QUESTIONS:
A. According to the auto-tag benchmark text, what happens to the cache once an auto-tag run is over?
B. Print a passage from the auto-tag benchmark text word for word, beginning at the words "large — 100" and stopping after the words "multiplier is ~60×.".

EXTRACT TO READ:
::::
Allocation churn drops sharply (5.0 GiB → 461 MiB) — the prefix index and regex cache eliminate most of the per-file regex compilation & name string-lowering that the baseline pays on every file.

medium — 10 000 performers · 1 300 studios · 1 000 tags · 50 000 files

run	time	heap in use	peak rss	total alloc	gc
baseline	4m 7.016s	11.5 MiB	57.8 MiB	187.3 GiB	34 357
new	9.208s	62.5 MiB	129.2 MiB	4.2 GiB	135
ratio	26.8× faster	+51.0 MiB	+71.4 MiB	−98%	−99.6%

Baseline burns 187 GiB of transient allocations across 34 k GC cycles — symptom of the per-file QueryForAutoTag + regex-recompile + path-lowercase treadmill. The preload fixes all three.

large — 100 000 performers · 13 000 studios · 3 000 tags · 100 000 files

run	time	heap in use	peak rss	total alloc	gc
baseline	aborted after 29:30 (see note)	—	—	—	—
new	2m 10.997s	573.5 MiB	724.4 MiB	46.6 GiB	170
ratio	≥13× faster (lower bound)	—	—	—	—

Note on baseline: we let baseline-large run for 29:30 CPU time and checked DB state — it had processed 13 395 / 60 000 scenes (22.3%) and hadn't started images (30k) or galleries (10k). Extrapolating the observed ~7 scenes/sec rate, baseline-large would need ~3.5 more hours to complete (~4 hours total). We aborted to save compute. The ≥13× faster ratio uses only the ~30 min observed on baseline, not the extrapolated full run; with the full run the multiplier is ~60×.

Memory footprint at this scale: 573 MiB heap in use / 724 MiB peak RSS. The preloaded in-memory candidate set (100 k performers × pointer + prefix index + regex cache + all aliases) is the price for the throughput gain. For reference: stashdb's ~100 k performers / 13 k studios / 3 k tags fits comfortably in this envelope on any modern machine; the baseline is effectively unusable at this scale (4-hour auto-tag run) even though it uses little memory.

Summary

preset	baseline	new	speedup
tiny	309ms	107ms	2.9×
small	9.045s	1.238s	7.3×
medium	4m 7s	9.2s	26.8×
large	≥~4h (aborted at 22%)	2m 11s	≥13× (~60× extrapolated)

Speedup grows with scale. At the small end the preload + parallelism overhead is already paid back. At stashdb-comparable scale (large) the baseline is unusable for interactive auto-tagging; the new code finishes in 2 minutes.

Memory trade-off

Heap in use scales with entity count because the preloaded index holds all performers/studios/tags + their aliases + compiled regexps in memory:

preset	heap in use (baseline → new)	peak rss (baseline → new)
tiny	4.3 MiB → 5.1 MiB	38.0 MiB → 39.5 MiB
small	5.8 MiB → 14.7 MiB	46.3 MiB → 60.5 MiB
medium	11.5 MiB → 62.5 MiB	57.8 MiB → 129.2 MiB
large	— → 573.5 MiB	— → 724.4 MiB

The cache is job-scoped: it's held for the duration of one auto-tag run and released afterwards, so this doesn't inflate the stash process's steady-state RSS. A user with a 100 k-performer library paying 725 MiB peak RSS during a 2-minute auto-tag job (versus 4 hours with negligible extra RAM) is an unambiguous win.
::::
Referring-expression pointing data:

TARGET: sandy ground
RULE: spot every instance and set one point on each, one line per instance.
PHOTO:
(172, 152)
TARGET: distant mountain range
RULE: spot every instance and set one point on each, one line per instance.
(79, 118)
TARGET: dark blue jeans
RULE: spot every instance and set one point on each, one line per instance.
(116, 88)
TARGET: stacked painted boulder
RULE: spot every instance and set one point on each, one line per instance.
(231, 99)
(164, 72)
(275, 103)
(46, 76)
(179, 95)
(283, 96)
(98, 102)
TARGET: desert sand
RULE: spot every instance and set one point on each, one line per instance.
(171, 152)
::::
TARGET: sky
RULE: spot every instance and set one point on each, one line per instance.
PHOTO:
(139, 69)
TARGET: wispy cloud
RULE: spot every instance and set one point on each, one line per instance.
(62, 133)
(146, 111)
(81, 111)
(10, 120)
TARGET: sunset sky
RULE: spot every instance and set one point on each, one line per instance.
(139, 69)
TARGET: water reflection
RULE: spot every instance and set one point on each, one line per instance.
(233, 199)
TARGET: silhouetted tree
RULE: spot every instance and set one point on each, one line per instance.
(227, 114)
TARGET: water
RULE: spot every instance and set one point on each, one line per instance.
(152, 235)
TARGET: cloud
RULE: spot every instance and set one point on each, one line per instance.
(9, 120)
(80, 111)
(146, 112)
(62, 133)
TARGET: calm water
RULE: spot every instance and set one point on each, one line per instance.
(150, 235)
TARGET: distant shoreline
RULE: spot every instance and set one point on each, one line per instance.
::::
RESPONSES:
A. It is released, because it is held only for the duration of one auto-tag run.

B.
large — 100 000 performers · 13 000 studios · 3 000 tags · 100 000 files

run	time	heap in use	peak rss	total alloc	gc
baseline	aborted after 29:30 (see note)	—	—	—	—
new	2m 10.997s	573.5 MiB	724.4 MiB	46.6 GiB	170
ratio	≥13× faster (lower bound)	—	—	—	—

Note on baseline: we let baseline-large run for 29:30 CPU time and checked DB state — it had processed 13 395 / 60 000 scenes (22.3%) and hadn't started images (30k) or galleries (10k). Extrapolating the observed ~7 scenes/sec rate, baseline-large would need ~3.5 more hours to complete (~4 hours total). We aborted to save compute. The ≥13× faster ratio uses only the ~30 min observed on baseline, not the extrapolated full run; with the full run the multiplier is ~60×.